» Exercise objective
Reproduce verbatim every line of the material below from the line containing "Target: curved underside of sculpture" through the end of the material, both ends included.

» Record list
□ □ □ □ □
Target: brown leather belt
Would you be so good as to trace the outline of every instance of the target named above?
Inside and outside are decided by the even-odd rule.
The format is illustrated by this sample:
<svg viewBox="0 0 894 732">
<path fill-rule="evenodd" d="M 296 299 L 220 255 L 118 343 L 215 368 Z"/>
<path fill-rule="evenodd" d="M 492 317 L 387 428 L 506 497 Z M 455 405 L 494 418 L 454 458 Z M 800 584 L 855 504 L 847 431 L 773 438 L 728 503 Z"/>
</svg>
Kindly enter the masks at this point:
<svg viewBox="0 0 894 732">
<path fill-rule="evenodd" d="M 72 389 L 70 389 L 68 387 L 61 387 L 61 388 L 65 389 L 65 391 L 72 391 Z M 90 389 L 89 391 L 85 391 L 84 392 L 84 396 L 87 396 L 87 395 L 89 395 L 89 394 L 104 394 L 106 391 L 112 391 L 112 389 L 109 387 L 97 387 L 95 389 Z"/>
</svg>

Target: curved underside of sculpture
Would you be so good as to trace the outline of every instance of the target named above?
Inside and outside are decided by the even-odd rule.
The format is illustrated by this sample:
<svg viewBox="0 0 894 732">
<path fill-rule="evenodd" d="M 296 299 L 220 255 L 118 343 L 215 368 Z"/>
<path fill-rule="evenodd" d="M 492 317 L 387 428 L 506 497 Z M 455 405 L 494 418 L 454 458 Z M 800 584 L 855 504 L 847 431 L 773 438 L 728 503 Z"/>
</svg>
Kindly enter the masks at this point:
□ □ □ □ □
» Solution
Target: curved underside of sculpture
Would you be so good as to trace the outline of every instance of the target named above?
Inside and outside are decided by the even-odd rule.
The format is illustrated by this sample:
<svg viewBox="0 0 894 732">
<path fill-rule="evenodd" d="M 296 299 L 220 255 L 118 343 L 215 368 Z"/>
<path fill-rule="evenodd" d="M 492 317 L 387 428 L 506 497 Z M 455 405 L 494 418 L 454 458 Z M 800 584 L 855 504 L 847 431 L 773 438 L 728 503 Z"/>
</svg>
Kindly enter the masks at this point:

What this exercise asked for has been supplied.